ИСХОДНЫЙ ОТРЫВОК
• • • • • • •
Железнодорожное начальство хотело было наложить штраф за причиненное беспокойство, но пассажиры уже смеялись над происшедшим и вступились за дрессировщика. Инцидент окончился благополучно и только послужил тому, что имя «волшебника с дудочкой» липший раз замелькало в печати.
Заграничные гастроли Анатолия Дурова затянулись. Выгодные ангажементы позволили ему купить дом в Париже, где он надолго обосновался с семьей.
Отлично дрессированные животные и птицы занимали все большее место в работе Владимира Дурова. В цирковых программах появился номер — «Дуровская железная дорога».
Номер получил мировое признание. Появились даже плагиаторы — верный симптом успеха.
«Дуровская железная дорога» начиналась за кулисами, проходила по всему манежу. По рельсам катился маленький паровоз, тянувший состав вагонов. Из паровозной будки выглядывала обезьяна-машинист, другая обезьяна — стрелочник — переводила стрелки. Поезд встречал начальник станции — бульдог. Толпа пассажиров, согласно своему «общественному» положению, занимала места в разных вагонах. Породистые собаки усаживались в вагон первого класса. Поросята и петухи — во второй класс, а морские свинки — в третий. Длинноногий журавль, у которого не было денег на билет, одиноко шагал по шпалам пешком…
Сцена комичная, но и не безобидная: Владимир Дуров наполнил ее острым сатирическим содержанием.
Из-за кулис доносился пронзительный свисток паровоза. На манеже появлялся поезд. Верхом на паровозе восседал Дуров. Обратившись к публике, он читал монолог, в котором вышучивал министра путей сообщения Хилкова (незадолго до того газеты раструбили о его рекламной поездке машинистом на паровозе):
Две знаменитости:
Хилков да я!
Хилков вел паровоз
Всерьез,
А я шутя…
Перед отходом поезда Дуров знакомил зрителей с пассажирами. Утки, например, получили такую рекомендацию:
— Всем известные путешественницы — газетные утки.
Затем разговор заходил о багаже. Горшок земли сопровождался репликой, намекавшей на крохотные крестьянские наделы:
— Это — крестьянам!
Веревки:
— Это рабочим — веревочные нервы…
Гнилая шпала:
— Инженерам!
Громадная дубина:
— Политический градусник…
Характеристику, связанную со злобой дня, получили и другие багажные вещи. Так рваные штаны в заплатках, с вывороченными карманами, символизировали министерство финансов. Почему-то именно эта шутка вызвала негодование Виленского губернатора. Клоуна потребовали в канцелярию.
— Как вы смеете показывать на арене цирка рваные штаны, называя их министерством финансов? — гневался губернатор. — Чтобы этих штанов больше не было! А если вы еще это себе позволите, то будете высланы из города!
• • • • • • •
ФРАГМЕНТЫ ЗАПИСЕЙ
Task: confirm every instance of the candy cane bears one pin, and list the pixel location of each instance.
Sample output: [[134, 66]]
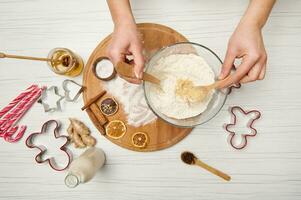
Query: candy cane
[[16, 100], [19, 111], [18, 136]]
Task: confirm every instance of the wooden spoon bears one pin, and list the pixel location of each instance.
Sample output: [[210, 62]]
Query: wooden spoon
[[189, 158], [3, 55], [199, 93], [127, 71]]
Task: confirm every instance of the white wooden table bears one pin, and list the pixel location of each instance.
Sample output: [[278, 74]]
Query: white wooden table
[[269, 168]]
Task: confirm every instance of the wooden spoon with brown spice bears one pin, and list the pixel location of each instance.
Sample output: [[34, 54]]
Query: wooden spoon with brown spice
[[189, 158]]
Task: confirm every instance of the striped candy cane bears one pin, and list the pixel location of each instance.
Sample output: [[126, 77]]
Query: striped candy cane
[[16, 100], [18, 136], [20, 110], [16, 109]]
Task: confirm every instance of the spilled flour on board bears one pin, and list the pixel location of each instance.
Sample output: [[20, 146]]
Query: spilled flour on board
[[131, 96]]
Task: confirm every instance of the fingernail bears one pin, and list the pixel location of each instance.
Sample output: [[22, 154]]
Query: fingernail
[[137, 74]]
• • • • • • •
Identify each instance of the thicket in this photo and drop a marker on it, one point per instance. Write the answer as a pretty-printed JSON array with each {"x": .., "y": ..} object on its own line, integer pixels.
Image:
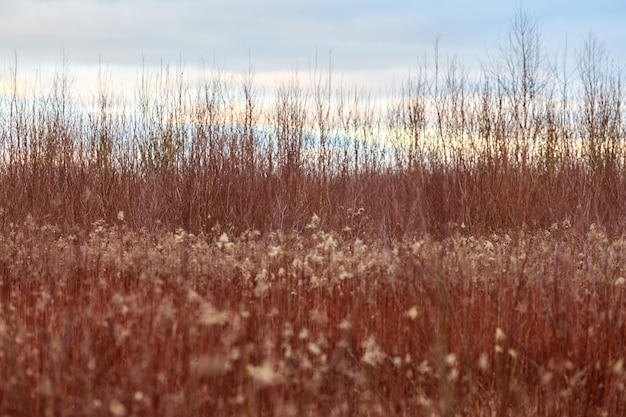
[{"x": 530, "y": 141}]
• • • • • • •
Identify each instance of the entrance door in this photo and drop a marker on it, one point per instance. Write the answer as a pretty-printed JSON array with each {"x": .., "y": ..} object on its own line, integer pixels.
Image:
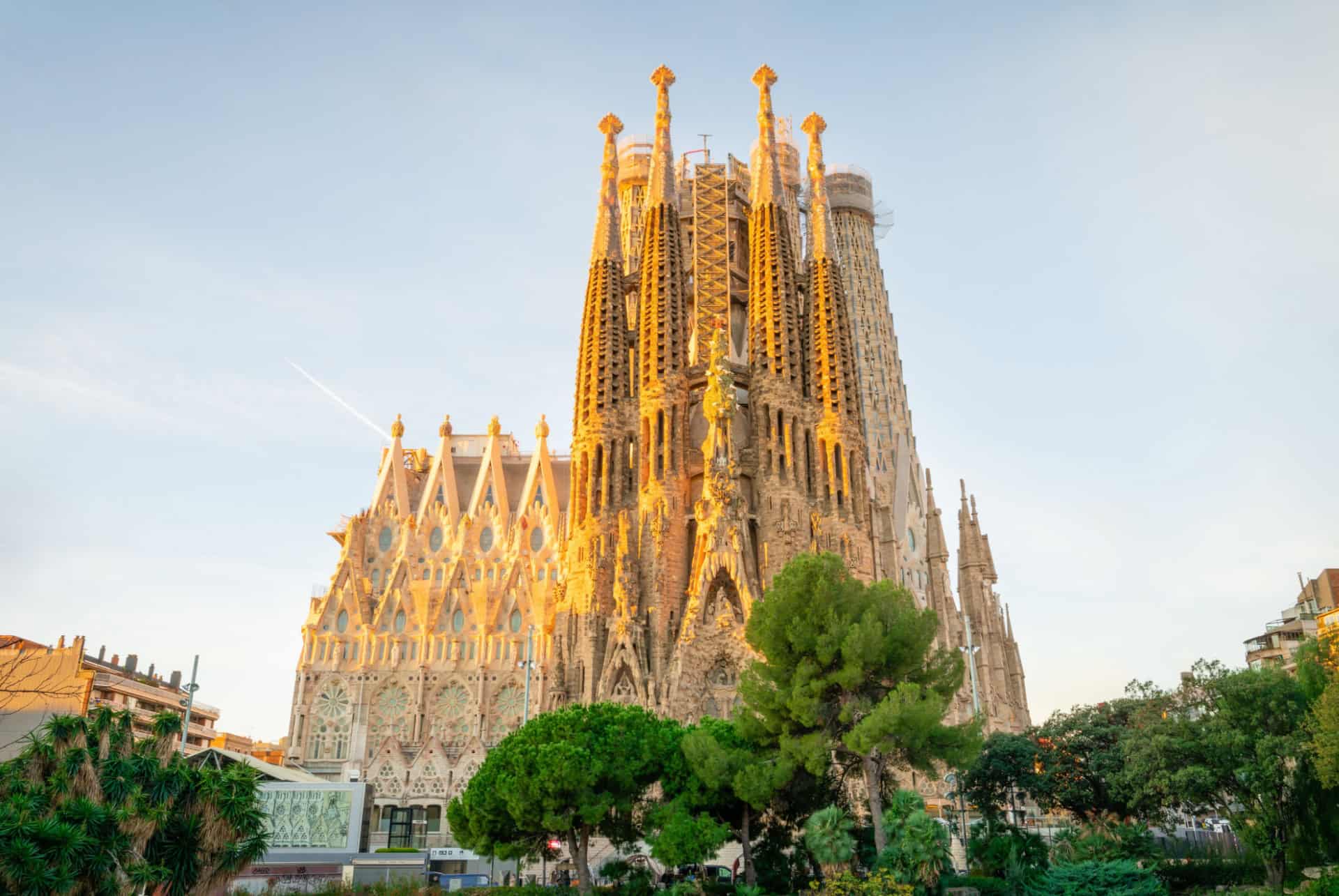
• • • • • • •
ЦЕЛЬ ЗАДАНИЯ
Продолжите отрывок о Владимире Дурове и его «железной дороге» начиная со следующей фразы после последней.

РЕЗУЛЬТАТ ЗАДАНИЯ
Дуров сделал покорное лицо и ответил:
— Слушаюсь! В следующий раз с вашего разрешения я буду играть без штанов…
Губернатор оказался человеком с юмором: сдерживая смех, он повернулся и ушел из кабинета.
Уж такова натура клоуна — не может не пошутить, едва к тому представился малейший повод. Наверно, поэтому Владимир Дуров, все более увлекаясь дрессировкой животных, оставался верен острому слову. Притом, как впрочем и его брат Анатолий, Владимир Дуров использовал игру слов и каламбуры. Иногда явно преступая пределы дозволенного цензурой, оба сознательно шли на риск. Особенно это относилось к политической сатире.
Вряд ли Владимир Дуров не сознавал, чем могла обернуться его политическая реприза, произнесенная в Михайловском манеже в Петербурге. Ведь он иносказательно обозвал дураком самого царя. Всякий знал, что полагается за оскорбление «особы» его императорского величества да еще в форме, еле прикрытой фиговым листком.
Конечно, Дуров сознавал это, когда после разнообразной программы с участием животных, показа комических фокусов рискнул на такой номер:
— Я обладаю феноменальной силой пальцев, — обратился он к публике. — Я могу гнуть подковы и ломать рубли.
Он вынул серебряный рубль и предложил удостовериться, что это не оловянный, а настоящий, серебряный.
Желающие все проверять, убеждаться во всем лично, всегда находятся среди зрителей. Нашелся такой охотник и на сей раз, он взял протянутый рубль и, пыхтя, краснея, стал его ломать. Старания его были напрасны.
Выдержав паузу, Дуров заметил:
— Не задерживайте публику, полно вам дурака ломать…
Гром аплодисментов покрыл эту фразу.
Когда клоун пришел разгримировываться в свою уборную, там его уже ждал жандармский полковник.
— Что вы позволили себе сказать? — рявкнул он.
— Садитесь, пожалуйста… Что я сказал? Ничего не понимаю… — Клоун сохранял самый невинный вид.
— Что вы сказали, показывая фокус с рублем?
— Полковник, в чем дело? Объясните мне…
— Полно вам-то дурака ломать! Потрудитесь не притворяться!
— Я вас не понимаю, полковник…
— На кого вы намекали, когда сказали: «Довольно дурака ломать»?
— Я намекнул? — бровь клоуна удивленно взметнулась. — Ага, так вот на что вы намекаете. И вы, жандармский полковник, допускаете такую мысль! Я буду жаловаться на вас…
Дуров смело подступил к полковнику, который счел за благо ретироваться.
Тюрьма… Анатолий Дуров угодил за решетку по тому же обвинению, из которого удалось выпутаться его брату, — за оскорбление «его величества». Самого кайзера Вильгельма!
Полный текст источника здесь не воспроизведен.